Dataset entries:
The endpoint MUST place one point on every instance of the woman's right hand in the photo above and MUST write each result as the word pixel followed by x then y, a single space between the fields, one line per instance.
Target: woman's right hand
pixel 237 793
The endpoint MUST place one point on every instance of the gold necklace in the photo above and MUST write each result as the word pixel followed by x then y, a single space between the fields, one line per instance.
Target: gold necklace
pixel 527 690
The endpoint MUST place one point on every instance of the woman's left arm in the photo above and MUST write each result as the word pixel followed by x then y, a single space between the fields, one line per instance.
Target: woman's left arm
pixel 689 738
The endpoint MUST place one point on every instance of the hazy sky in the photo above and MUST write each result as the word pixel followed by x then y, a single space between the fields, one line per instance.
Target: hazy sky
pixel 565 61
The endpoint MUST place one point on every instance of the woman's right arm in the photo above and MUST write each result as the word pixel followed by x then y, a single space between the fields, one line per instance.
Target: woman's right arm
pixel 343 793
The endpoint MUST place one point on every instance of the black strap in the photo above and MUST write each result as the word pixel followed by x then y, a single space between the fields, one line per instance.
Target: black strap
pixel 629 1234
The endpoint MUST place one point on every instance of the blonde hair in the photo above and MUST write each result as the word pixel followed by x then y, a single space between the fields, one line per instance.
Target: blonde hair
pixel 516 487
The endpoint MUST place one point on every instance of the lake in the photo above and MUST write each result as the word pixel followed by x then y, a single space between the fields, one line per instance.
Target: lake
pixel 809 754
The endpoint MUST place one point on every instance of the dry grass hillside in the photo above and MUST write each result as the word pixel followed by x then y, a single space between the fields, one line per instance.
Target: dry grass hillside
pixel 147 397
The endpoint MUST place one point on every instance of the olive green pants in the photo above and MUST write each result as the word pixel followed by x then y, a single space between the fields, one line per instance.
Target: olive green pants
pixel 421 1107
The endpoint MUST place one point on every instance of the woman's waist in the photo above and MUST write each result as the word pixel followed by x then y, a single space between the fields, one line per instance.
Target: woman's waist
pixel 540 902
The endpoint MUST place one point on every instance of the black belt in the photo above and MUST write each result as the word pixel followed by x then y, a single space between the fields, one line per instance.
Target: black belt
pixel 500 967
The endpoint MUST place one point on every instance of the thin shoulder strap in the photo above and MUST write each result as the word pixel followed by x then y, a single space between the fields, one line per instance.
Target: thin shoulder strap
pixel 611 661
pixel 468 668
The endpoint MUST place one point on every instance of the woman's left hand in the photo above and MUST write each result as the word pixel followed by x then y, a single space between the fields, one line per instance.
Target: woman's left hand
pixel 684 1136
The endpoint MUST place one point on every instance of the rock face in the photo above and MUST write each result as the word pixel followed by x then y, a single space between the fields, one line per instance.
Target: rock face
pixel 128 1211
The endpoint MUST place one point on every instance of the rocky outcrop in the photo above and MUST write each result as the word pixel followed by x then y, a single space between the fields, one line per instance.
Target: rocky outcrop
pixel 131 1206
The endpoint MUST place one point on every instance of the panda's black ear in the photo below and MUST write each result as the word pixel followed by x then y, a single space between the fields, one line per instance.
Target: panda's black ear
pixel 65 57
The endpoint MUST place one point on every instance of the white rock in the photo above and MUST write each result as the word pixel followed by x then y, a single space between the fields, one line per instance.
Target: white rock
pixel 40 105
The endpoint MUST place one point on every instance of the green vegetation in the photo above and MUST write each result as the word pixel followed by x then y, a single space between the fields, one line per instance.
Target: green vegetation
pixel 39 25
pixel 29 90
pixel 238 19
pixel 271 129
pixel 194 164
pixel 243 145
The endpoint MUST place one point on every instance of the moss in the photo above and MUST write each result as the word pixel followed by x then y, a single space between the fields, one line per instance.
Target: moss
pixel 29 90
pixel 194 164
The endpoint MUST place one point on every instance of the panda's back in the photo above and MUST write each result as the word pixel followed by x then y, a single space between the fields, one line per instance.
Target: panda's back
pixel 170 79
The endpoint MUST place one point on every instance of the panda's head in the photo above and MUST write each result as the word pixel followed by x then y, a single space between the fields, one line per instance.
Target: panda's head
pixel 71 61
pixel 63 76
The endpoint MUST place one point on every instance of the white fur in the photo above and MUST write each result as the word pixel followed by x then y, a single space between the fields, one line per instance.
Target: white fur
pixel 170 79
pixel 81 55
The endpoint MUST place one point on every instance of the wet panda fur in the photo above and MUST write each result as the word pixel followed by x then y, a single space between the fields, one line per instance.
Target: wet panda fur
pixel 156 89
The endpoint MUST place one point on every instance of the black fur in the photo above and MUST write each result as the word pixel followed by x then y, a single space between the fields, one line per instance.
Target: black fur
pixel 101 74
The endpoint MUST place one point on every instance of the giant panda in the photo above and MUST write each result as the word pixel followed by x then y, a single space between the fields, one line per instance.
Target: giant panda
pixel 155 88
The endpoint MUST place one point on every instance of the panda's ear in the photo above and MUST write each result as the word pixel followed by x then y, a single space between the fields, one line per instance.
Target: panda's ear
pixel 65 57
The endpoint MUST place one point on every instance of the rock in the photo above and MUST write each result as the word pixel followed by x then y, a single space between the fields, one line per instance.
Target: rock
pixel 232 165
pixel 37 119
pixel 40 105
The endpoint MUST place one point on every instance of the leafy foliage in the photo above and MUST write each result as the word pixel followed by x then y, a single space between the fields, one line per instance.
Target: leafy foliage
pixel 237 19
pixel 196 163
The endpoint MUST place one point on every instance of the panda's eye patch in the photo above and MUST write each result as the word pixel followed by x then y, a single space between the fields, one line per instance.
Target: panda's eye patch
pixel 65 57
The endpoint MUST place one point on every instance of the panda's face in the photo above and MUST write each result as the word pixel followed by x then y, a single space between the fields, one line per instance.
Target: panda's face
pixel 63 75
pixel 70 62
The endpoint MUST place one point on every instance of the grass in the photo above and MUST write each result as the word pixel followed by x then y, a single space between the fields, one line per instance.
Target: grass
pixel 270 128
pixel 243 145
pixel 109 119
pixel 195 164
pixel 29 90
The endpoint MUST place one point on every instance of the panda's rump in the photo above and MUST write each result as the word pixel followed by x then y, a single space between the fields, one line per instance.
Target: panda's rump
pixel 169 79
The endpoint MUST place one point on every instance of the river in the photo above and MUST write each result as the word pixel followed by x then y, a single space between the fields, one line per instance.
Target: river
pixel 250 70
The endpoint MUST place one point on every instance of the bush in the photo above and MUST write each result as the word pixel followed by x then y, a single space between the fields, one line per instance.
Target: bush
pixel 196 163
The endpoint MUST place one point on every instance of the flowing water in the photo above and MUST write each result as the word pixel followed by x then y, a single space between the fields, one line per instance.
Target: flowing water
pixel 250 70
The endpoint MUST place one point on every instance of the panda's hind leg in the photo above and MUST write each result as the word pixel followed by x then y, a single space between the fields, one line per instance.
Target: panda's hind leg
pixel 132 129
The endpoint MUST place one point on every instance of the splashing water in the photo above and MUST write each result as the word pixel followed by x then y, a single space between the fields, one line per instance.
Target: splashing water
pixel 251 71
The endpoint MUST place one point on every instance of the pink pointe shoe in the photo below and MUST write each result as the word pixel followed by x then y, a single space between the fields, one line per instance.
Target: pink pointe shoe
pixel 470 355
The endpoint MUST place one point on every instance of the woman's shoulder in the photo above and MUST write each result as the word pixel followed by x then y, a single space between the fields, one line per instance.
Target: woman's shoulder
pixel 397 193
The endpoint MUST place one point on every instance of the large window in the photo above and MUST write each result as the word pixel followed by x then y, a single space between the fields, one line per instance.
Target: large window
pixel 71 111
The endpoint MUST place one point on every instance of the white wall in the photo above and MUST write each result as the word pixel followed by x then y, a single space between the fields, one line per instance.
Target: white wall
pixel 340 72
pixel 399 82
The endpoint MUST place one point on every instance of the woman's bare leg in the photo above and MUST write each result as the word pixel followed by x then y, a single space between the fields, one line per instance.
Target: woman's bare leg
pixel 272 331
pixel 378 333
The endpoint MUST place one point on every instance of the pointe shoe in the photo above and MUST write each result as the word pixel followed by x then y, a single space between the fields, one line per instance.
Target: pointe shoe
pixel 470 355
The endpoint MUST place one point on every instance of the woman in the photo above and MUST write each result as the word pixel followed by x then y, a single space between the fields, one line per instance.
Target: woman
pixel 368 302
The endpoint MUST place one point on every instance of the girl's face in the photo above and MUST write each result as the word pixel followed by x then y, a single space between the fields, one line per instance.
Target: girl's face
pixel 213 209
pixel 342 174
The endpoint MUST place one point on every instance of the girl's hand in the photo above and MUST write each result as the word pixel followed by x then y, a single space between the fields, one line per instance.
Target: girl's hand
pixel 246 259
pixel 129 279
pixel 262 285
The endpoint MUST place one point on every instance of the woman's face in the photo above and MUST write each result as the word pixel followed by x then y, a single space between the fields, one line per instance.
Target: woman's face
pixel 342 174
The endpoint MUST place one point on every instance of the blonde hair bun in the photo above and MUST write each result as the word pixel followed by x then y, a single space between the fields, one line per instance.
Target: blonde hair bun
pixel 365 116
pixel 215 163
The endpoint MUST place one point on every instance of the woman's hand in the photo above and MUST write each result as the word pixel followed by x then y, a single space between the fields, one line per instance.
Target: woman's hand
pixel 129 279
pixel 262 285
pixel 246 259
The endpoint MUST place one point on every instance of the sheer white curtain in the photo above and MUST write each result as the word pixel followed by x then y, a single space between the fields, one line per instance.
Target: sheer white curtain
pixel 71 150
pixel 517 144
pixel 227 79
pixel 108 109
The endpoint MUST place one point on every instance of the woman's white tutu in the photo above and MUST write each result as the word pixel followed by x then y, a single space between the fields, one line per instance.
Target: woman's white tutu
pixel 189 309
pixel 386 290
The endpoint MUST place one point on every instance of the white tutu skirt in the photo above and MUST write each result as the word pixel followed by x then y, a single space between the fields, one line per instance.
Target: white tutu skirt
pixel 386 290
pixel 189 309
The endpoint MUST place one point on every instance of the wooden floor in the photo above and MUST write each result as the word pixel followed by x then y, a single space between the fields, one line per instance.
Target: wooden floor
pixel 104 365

## Aim
Output as a numbered list the lines starting with the line that contains "the black strap" and going on through the line that contains "pixel 516 487", leaving out any blank lines.

## Solution to the problem
1. The endpoint MUST place one point on every instance of the black strap in the photo above and MUST write each result as the word pixel followed by x then y, a single space between the fields, one line per instance.
2. Target: black strap
3. pixel 629 1234
4. The endpoint MUST place one point on every instance of the blonde hair in the photo above and MUST write each result as the word pixel followed by x then y, a single space between the fields, one line per instance.
5. Target: blonde hair
6. pixel 516 487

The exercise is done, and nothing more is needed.